THE TASK:
Repeat the data word for word, excluding every picture.

THE DATA:
Content starts
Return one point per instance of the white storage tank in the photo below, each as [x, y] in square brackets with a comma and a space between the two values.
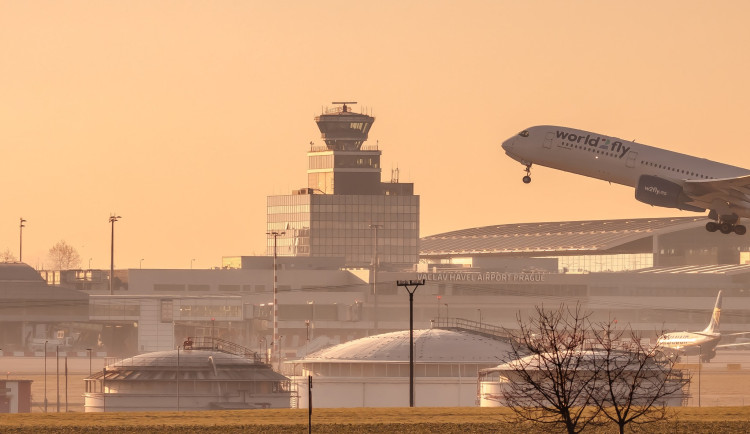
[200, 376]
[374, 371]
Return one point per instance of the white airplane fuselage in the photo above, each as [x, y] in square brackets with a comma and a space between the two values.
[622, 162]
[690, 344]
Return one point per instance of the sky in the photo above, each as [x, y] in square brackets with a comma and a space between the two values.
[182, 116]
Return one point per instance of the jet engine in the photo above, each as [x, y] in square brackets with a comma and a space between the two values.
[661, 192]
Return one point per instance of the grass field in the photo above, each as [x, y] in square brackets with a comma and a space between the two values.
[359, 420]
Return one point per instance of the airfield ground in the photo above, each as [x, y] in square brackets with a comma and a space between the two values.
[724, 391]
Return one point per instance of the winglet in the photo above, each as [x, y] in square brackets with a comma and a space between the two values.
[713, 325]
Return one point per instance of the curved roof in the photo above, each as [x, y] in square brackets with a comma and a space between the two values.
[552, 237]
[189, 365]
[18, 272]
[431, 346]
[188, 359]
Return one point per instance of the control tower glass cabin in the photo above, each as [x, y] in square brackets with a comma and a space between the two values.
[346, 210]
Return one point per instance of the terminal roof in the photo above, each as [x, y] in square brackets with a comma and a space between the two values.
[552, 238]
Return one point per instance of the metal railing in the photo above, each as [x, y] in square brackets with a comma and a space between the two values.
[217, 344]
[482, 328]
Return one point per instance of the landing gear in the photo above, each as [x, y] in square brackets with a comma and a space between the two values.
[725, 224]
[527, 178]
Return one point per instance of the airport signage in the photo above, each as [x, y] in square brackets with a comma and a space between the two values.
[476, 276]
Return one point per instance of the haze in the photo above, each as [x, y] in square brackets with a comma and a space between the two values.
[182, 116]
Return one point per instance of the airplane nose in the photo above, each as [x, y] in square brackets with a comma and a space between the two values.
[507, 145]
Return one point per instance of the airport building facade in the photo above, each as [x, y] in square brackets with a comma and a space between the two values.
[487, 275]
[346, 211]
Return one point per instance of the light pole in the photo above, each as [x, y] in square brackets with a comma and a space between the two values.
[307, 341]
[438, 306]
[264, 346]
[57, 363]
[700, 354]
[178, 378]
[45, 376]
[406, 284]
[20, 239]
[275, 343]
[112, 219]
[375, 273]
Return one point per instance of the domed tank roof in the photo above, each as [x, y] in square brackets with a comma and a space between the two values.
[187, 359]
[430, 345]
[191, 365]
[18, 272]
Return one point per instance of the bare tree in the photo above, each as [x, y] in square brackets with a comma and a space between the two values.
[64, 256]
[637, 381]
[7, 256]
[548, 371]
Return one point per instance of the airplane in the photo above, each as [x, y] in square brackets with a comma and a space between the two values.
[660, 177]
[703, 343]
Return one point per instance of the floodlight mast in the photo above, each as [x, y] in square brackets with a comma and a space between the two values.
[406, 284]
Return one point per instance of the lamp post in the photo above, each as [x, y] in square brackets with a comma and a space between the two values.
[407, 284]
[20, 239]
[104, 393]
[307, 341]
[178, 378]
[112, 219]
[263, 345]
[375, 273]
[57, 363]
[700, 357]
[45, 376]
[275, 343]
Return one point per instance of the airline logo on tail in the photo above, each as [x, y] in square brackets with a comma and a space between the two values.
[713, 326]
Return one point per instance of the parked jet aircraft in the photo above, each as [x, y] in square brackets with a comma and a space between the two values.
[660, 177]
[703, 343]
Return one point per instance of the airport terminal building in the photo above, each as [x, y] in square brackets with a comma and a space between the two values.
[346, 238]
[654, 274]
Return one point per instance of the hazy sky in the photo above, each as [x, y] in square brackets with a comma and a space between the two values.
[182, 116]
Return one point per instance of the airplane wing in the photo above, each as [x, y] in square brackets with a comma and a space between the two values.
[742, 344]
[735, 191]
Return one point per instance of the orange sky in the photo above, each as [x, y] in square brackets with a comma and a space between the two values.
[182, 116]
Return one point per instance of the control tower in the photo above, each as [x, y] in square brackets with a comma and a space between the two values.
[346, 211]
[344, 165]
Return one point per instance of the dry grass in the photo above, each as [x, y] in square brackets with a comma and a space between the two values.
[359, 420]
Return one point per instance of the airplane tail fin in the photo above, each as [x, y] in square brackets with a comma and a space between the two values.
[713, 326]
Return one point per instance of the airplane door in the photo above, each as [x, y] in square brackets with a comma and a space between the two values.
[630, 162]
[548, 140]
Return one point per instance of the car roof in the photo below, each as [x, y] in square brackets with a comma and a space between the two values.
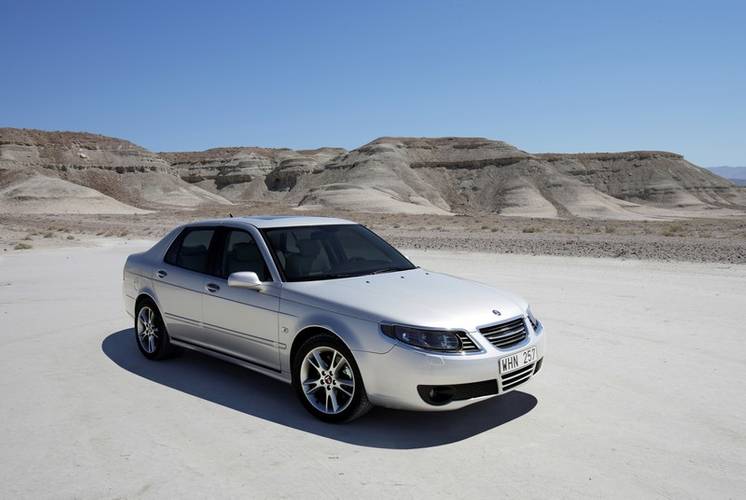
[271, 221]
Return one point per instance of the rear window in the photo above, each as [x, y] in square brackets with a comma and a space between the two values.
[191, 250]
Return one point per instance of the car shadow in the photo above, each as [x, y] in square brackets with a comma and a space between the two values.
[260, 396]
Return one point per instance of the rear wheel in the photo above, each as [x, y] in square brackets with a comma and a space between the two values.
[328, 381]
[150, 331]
Content ends
ANSWER SECTION:
Return one point per instance of the white storage tank in the photo below, each as [x, y] in square brackets with a comma and a space between the two values.
[200, 376]
[374, 371]
Return one point per instance of the white airplane fuselage in the photo above, each as [x, y] in square brackets with a comma and a space between the two values.
[622, 162]
[690, 344]
Return one point per instance of the sky in the photo above, each as [x, y] in square brackets with a comma and a space between the two values.
[182, 116]
Return one point per instance of the jet engine in the photo above, each as [x, y] in square brackets with a comma and a space between the two values.
[661, 192]
Return one point per instance of the grass field in the photo above, each as [x, y] in square brackets with a comma and a space between the two values.
[359, 420]
Return one point per instance of the airfield ground in the photo above, each as [x, y] in square brackets with a comma and a space between the two values.
[724, 391]
Return one point per instance of the winglet in the photo above, each as [x, y] in square brackets with a comma and a space between the two values.
[713, 325]
Return one point per instance of the curved roof in the photo above, each as [x, y] in square brackets with a comma and a space between the two values.
[552, 237]
[189, 365]
[18, 272]
[431, 346]
[188, 359]
Return one point per instance of the control tower glass cabin in the photo above, each as [x, y] in square brackets with a comma and a space between the two values.
[346, 210]
Return one point per instance of the terminal roof in the photo above, each as [x, y] in square brackets with a comma and a space between the two values.
[552, 238]
Return one point per instance of the metal railing in the photo above, each as [x, y] in square brackets with a comma and a space between the two values.
[217, 344]
[482, 328]
Return one point per instance of the landing gear in the photo above, each as [x, y] in square brackets with a comma and a space between the two values.
[725, 224]
[527, 178]
Return one point per instance of the airport signage in the photo above, each as [x, y] in square brackets with a comma and a space between the two values.
[476, 276]
Return one point per instance of the haze in the photo above, each as [x, y] in square brackets with a comma and a space between the two values.
[182, 116]
Return one point per instance of the airplane nose in the photo above, each as [x, y] in square brackets with a comma and a space between the two values.
[507, 145]
Return one point per instance of the airport building facade in the photo above, each as [x, y] in square brackets with a comma and a space between the two values.
[487, 275]
[346, 211]
Return one point per instance of the light pole in the photo above, each as [x, y] in square brackets with a comma and a space between the two values.
[307, 341]
[438, 306]
[264, 346]
[57, 363]
[700, 354]
[178, 378]
[45, 376]
[406, 284]
[20, 239]
[275, 343]
[112, 219]
[375, 273]
Return one point per instance of the domed tank roof in the photo above, each as [x, y] in square brackets with a comma and a space between the two values.
[187, 359]
[430, 345]
[191, 365]
[18, 272]
Return one point per instance of the bare tree in the photo above, each as [x, y] in square brackets with a comma and a space between the two values.
[64, 256]
[637, 381]
[7, 256]
[548, 371]
Return one point per instance of the airplane in the photo above, each as [x, y] in square brackets with a comma and a space between the two values.
[660, 177]
[703, 343]
Return one point per instance of the floodlight mast in the photo above, each as [x, y] in square brackets with a comma and a space between the two values.
[406, 284]
Return one point per instance of the lamp post in the photo above, each as [x, y] in square brackets with a comma and a space between the two values.
[407, 284]
[20, 239]
[104, 393]
[307, 341]
[178, 378]
[112, 219]
[263, 345]
[375, 273]
[57, 363]
[700, 357]
[45, 376]
[275, 343]
Return one point per instance of the airline logo on tail in the photo above, each as [x, y] in square brackets with a comma and a space between the two values.
[713, 326]
Return one point per instance of the parked jet aircraft in the photo above, each as [x, y] in square brackets with a comma and a space between the two values.
[660, 177]
[703, 343]
Return one point per instance of the airport terminal building in the photo above, each as [x, y] in square brackets with a comma and a space between the two values.
[346, 238]
[654, 274]
Return one point per instance of the hazy sky in the photo above, each as [x, y] in square brackets with a comma and a space between the two values.
[182, 116]
Return one point per instance of the airplane wing in the photo above, each as [x, y] in square brackets with a comma and a space between the two values.
[742, 344]
[735, 191]
Return one point per instance of the orange sky in the photo above, each as [x, y] in square brackets with a comma and a space between the two values.
[182, 116]
Return one point per instance of the control tower in the photo above, each as [x, y] in square brackets with a comma and a space between the two values.
[346, 211]
[344, 165]
Return one point per instance of the dry grass in the photo above, each as [x, y] in square brackets with a comma and a space between the two values.
[359, 420]
Return one point per instance of the airplane tail fin in the photo above, each as [x, y] in square brackets with a comma and a space between the two values.
[713, 326]
Return one point per instance of the airplane door in the photo above, each as [x, y] in square brackets with a comma and a space between the two values.
[630, 162]
[548, 140]
Return one point per instance of the car roof in the photo below, each as [x, y] in square brackets with a comma and a space between the two values.
[271, 221]
Return one point per instance of the rear window in the photo above, each as [x, y] in square brackets with a comma and a space between the two values.
[191, 250]
Return one point per instance of the car shadow in the photo above, each as [x, y] in square brackets with a comma and a space between the two values.
[260, 396]
Return one point per instance of the rear wheel in the photo above, each as [x, y] in square brackets with a comma and a space between the two values.
[328, 381]
[150, 331]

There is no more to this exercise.